**Task:** Retype each of the rows below character for character, leaving nothing out and changing nothing.

Rows from a collection

==============================

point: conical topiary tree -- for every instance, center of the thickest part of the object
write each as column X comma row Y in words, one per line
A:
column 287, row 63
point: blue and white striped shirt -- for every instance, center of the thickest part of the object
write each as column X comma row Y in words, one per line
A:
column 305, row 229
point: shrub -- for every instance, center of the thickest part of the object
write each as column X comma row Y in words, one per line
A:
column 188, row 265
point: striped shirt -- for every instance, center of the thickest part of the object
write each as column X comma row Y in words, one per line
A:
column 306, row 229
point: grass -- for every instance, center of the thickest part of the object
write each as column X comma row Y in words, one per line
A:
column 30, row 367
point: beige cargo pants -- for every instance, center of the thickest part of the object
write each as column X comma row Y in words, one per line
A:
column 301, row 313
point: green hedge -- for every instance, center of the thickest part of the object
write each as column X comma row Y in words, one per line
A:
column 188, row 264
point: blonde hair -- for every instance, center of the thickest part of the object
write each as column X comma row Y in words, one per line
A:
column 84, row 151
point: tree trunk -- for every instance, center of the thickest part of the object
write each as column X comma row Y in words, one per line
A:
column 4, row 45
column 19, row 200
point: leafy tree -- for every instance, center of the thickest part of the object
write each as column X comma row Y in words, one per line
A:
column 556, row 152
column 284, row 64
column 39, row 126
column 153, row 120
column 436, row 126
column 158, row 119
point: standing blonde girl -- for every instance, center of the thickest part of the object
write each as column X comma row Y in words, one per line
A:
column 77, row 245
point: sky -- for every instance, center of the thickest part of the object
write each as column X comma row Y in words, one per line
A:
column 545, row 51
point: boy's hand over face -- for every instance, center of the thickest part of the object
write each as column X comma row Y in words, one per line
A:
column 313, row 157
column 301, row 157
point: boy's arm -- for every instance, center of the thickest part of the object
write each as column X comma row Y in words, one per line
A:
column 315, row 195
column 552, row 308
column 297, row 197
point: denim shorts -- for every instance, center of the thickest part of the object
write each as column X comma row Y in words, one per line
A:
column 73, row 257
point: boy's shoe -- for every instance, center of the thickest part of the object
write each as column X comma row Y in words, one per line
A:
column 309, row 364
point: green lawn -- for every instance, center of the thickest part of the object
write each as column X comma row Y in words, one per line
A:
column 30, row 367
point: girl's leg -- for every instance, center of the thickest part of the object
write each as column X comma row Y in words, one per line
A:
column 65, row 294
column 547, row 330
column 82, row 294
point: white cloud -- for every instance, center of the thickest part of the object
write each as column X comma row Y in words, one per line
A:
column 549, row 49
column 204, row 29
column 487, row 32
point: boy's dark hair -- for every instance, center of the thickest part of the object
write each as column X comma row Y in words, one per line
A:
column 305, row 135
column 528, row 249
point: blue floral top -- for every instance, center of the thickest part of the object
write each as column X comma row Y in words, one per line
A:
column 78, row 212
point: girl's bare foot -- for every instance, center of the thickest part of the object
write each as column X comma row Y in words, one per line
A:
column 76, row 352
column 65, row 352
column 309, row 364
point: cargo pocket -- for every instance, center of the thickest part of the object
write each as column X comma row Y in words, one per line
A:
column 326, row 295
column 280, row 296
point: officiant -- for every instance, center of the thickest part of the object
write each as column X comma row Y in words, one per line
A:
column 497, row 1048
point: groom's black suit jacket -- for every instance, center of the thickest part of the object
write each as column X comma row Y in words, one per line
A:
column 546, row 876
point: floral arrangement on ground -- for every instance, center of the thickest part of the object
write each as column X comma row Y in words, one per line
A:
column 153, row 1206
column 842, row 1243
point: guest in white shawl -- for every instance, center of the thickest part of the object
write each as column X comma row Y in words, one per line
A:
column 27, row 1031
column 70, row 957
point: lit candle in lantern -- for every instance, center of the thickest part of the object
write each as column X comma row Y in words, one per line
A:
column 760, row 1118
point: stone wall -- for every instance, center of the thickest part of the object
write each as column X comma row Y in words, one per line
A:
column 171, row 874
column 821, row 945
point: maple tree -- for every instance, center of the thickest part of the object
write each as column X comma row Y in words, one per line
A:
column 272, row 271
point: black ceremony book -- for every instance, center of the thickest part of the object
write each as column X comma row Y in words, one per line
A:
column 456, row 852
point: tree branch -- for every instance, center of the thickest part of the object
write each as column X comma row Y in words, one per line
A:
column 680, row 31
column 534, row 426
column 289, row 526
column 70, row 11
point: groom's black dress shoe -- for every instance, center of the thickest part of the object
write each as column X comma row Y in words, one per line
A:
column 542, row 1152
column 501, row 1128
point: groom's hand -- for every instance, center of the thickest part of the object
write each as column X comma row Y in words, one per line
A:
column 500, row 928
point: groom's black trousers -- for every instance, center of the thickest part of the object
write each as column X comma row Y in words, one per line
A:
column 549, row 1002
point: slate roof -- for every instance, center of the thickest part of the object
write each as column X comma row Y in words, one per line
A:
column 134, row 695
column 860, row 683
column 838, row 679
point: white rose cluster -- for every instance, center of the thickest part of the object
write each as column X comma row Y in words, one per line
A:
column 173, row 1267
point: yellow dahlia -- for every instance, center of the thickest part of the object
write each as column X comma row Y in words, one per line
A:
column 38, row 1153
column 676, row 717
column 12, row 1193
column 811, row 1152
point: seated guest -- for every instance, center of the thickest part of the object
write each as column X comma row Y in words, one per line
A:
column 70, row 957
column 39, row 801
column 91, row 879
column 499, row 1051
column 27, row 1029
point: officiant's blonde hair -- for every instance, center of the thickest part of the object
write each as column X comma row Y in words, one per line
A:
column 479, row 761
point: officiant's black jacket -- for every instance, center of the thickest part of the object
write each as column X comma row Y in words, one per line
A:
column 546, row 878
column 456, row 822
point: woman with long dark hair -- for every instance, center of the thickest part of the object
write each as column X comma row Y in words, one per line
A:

==============================

**Solution for this problem:**
point: conical topiary tree -- for every instance, center of the thickest part of the object
write each as column X comma row Y in words, one per line
A:
column 287, row 63
point: blue and white striped shirt -- for every instance, center of the thickest part of the object
write each as column X comma row Y in words, one per line
A:
column 305, row 229
point: shrub -- for every instance, center of the thickest part of the object
write each as column X comma row Y in words, one per line
A:
column 188, row 265
point: striped shirt -- for every instance, center of the thickest part of the object
write each as column X comma row Y in words, one per line
A:
column 306, row 229
point: grass -- for every instance, center of the thickest part of the object
write each as column X comma row Y in words, one per line
A:
column 30, row 367
point: beige cargo pants -- for every instance, center of the thickest part of the object
write each as column X comma row Y in words, one per line
A:
column 301, row 313
point: green hedge -- for every instance, center of the thickest part of the object
write each as column X comma row Y in words, one per line
A:
column 188, row 264
point: blonde hair -- for every instance, center of the thickest part of the object
write each as column X comma row Y in words, one per line
A:
column 84, row 151
point: tree trunk -- for every instance, center of the thickest part of the object
write each as column X comma row Y in words, one per line
A:
column 4, row 45
column 19, row 200
point: leafy tree -- for every instance, center of the thickest part of the object
write each as column X comma row Y in words, one per line
A:
column 556, row 152
column 284, row 64
column 39, row 126
column 153, row 120
column 436, row 126
column 158, row 119
point: standing blonde girl -- for every instance, center of the thickest part of the object
write each as column X comma row Y in words, one per line
A:
column 77, row 245
point: sky -- for every instance, center of the thickest part of the object
write each as column X comma row Y in words, one per line
A:
column 545, row 51
point: boy's hand over face -- for every instance, center of the thickest part of the object
write each as column X comma row Y in words, one per line
A:
column 313, row 157
column 301, row 157
point: boy's arm -- for every instance, center of the thickest part of the object
write each as column X comma row Y in words, one per line
A:
column 315, row 195
column 552, row 308
column 297, row 197
point: denim shorts -- for every instance, center of the thickest part of the object
write each as column X comma row Y in words, one per line
A:
column 73, row 257
point: boy's shoe -- for every instance, center of the thickest part of the object
write each as column X comma row Y in words, one per line
A:
column 309, row 364
point: green lawn -- for every instance, center of the thickest part of the object
write each as column X comma row Y in words, one per line
A:
column 30, row 367
point: girl's leg -- for every instance, center of the thickest part of the object
write each as column X comma row Y in words, one per line
A:
column 65, row 294
column 547, row 330
column 82, row 294
point: white cloud -- for every instance, center of the thickest part of the object
write each as column X comma row Y in words, one per line
A:
column 549, row 49
column 204, row 29
column 487, row 32
point: boy's dark hair -- for every instance, center of the thickest part of the object
write each as column X comma row Y in words, one per line
A:
column 305, row 135
column 528, row 249
point: blue floral top -- for every instance, center of the thickest part of the object
write each as column X comma row Y in words, one per line
A:
column 78, row 212
point: girl's bare foot -- for every instance, center of the thickest part of the object
write each as column X comma row Y in words, one per line
A:
column 76, row 352
column 65, row 352
column 309, row 364
point: cargo pocket -- for every instance, center of the thickest part of the object
write each as column X comma row Y in words, one per line
A:
column 326, row 295
column 280, row 296
point: officiant -- for every instance, center of the thickest part of the object
write each as column X comma row Y in words, one per line
A:
column 497, row 1048
point: groom's black suit jacket -- for every instance, center of the thickest part of the object
write each as column X comma row Y in words, one per line
A:
column 546, row 876
point: floral arrangement on ground -- for every instance, center of the thickest part of the object
write each as column X comma row Y in words, one per line
A:
column 153, row 1206
column 842, row 1243
point: guest in white shawl -- for every instance, center of the thickest part of the object
write each as column X comma row Y in words, one per line
A:
column 27, row 1031
column 70, row 957
point: lit candle in lantern -- for every instance, center of the thickest part of the object
write each as column X comma row Y in words, one per line
A:
column 760, row 1118
point: stone wall -- for every instance, center of the thickest part of the object
write each as column X comma row Y in words, one per line
A:
column 171, row 874
column 821, row 945
point: maple tree -- for every instance, center of the thickest part of the object
write each as column X comma row Y in words, one per line
A:
column 272, row 271
point: black ceremony book -- for every instance, center of the thickest part of the object
write each as column X comma row Y in words, one per line
A:
column 456, row 852
point: tree branch -- for every instance, center of the thickest part of the object
write each as column X comma row Y in words, one per line
A:
column 680, row 31
column 534, row 426
column 289, row 526
column 70, row 11
point: groom's black dress shoe -- for every instance, center of the thickest part of the object
write each as column X comma row Y in words, one per line
A:
column 542, row 1152
column 501, row 1128
point: groom's hand -- for every instance, center of the thickest part of the object
write each as column X comma row Y in words, one per line
A:
column 500, row 928
point: groom's black trousers -- for every instance, center of the thickest part of the object
write each as column X comma row Y in words, one per line
A:
column 549, row 1002
point: slate roof -- for every instance, center of the thickest part of the object
write each as column X comma row Y in words, one per line
A:
column 134, row 695
column 860, row 683
column 838, row 679
point: white rose cluster -- for every instance, center of the thickest part of the object
write each as column X comma row Y in words, one per line
A:
column 173, row 1267
point: yellow dahlia -- for every instance, center of the thickest part of the object
write each as column X comma row Y in words, one per line
A:
column 38, row 1153
column 676, row 717
column 12, row 1193
column 811, row 1152
point: seated guest -- for every instance, center of the thickest part of the object
write each as column X comma row Y in words, one per line
A:
column 70, row 957
column 39, row 801
column 91, row 879
column 499, row 1051
column 27, row 1029
point: officiant's blonde hair -- for every instance, center of the thickest part of the object
write each as column X comma row Y in words, one per line
A:
column 479, row 761
point: officiant's black jacket -- for every instance, center of the thickest part of the object
write each as column X comma row Y in words, one per line
A:
column 546, row 878
column 456, row 822
point: woman with long dark hair -- for every instance, center of the thickest part of the object
write each as column X comma row Y in words, one per line
A:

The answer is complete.